# Written exercise
Find every line in the material below that contains the string "tree", and copy each of those lines unchanged.

# Stored records
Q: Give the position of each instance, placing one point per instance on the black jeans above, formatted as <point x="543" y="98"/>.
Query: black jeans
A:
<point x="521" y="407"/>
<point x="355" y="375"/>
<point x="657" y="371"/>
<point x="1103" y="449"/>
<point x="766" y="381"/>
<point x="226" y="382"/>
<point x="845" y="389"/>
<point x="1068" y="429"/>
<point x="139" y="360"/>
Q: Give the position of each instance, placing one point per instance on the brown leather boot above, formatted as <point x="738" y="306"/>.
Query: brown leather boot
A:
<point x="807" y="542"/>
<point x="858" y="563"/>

--

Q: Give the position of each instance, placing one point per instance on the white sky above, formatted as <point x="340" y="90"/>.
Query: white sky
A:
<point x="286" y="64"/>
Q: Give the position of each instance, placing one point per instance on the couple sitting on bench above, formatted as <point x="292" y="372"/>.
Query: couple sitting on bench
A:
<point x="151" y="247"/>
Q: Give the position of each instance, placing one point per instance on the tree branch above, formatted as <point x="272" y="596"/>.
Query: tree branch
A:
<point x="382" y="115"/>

# Worked answer
Q: Give the position of each instance, placing one point per instance on the tree branch above, formatted as <point x="272" y="596"/>.
Query: tree branch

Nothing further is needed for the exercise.